Instructions for the task: Reproduce the entries from the line containing "Where can the mountain" through the end of the entries, inclusive, with the requests unchanged and the pictures left out. Scale each answer coordinate by 1.25 and round it to a whole number, rounding halves up, but leave the sample points in the requests as they are.

#### Input

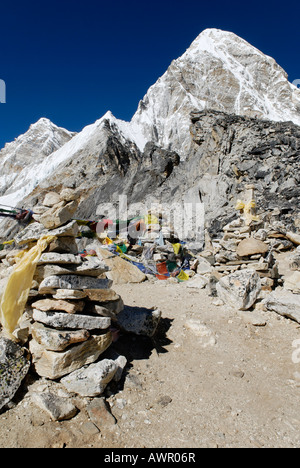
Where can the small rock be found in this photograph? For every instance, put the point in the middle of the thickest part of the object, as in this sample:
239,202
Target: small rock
92,380
72,282
100,415
57,340
53,365
251,246
205,334
64,320
284,303
52,304
138,320
14,367
240,289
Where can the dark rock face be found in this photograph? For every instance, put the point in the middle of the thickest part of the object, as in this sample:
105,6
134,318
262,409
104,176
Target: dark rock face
239,150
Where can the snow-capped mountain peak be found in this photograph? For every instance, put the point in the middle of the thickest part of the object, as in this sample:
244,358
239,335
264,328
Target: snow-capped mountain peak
218,71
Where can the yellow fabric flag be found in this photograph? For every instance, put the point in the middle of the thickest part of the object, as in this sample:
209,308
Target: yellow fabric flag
17,289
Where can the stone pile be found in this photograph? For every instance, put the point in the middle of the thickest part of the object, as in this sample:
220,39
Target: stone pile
71,303
285,300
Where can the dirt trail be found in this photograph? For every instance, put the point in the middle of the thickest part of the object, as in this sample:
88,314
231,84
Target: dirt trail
210,379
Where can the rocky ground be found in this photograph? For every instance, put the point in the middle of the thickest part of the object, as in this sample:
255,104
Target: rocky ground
213,377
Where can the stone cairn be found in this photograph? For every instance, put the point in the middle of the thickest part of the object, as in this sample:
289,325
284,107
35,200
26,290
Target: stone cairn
254,265
72,304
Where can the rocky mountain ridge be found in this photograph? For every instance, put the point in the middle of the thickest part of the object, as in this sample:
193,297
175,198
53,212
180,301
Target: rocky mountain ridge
211,123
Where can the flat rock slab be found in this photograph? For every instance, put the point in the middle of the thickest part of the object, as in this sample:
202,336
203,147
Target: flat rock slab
46,305
89,267
13,368
57,340
92,380
284,303
69,294
239,289
48,285
251,246
101,295
57,407
64,320
139,320
54,365
100,414
59,259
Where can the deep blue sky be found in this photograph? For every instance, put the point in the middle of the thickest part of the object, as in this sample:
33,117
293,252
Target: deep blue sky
71,61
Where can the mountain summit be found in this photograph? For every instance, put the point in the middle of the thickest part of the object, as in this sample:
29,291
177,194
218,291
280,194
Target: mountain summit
219,71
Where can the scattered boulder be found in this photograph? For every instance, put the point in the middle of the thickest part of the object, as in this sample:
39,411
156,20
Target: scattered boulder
139,320
251,246
239,289
14,366
91,381
284,303
58,408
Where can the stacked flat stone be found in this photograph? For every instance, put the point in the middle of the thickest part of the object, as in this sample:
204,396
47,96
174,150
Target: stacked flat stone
71,303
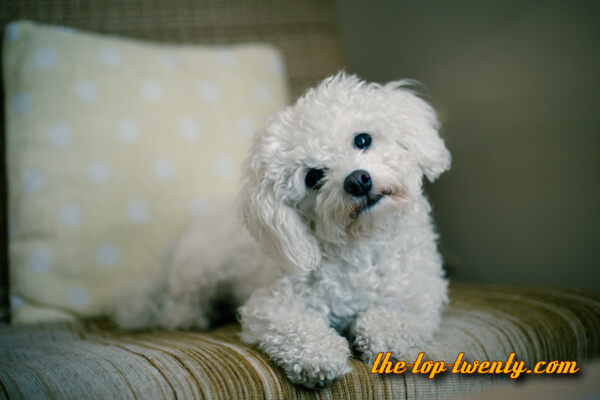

########

Reply:
Where can the mountain summit be found in this photograph? For every instance, put the point in the middle of the thickest part of the object, as in this sample:
29,291
177,194
218,291
280,194
Target: mountain summit
274,89
Where can the scattered boulder be found in this photograph? For every instance, put the point in the middle of the thickest part of the object, as in this sample:
39,411
156,20
Target: scattered boulder
174,400
314,308
299,361
18,458
114,476
355,379
73,510
Where can the stacked flat stone be found in this photograph? For every instance, put the point in the middle of the thickest part of the object, as in this sample:
204,396
47,96
174,150
Target: stacked flat stone
89,379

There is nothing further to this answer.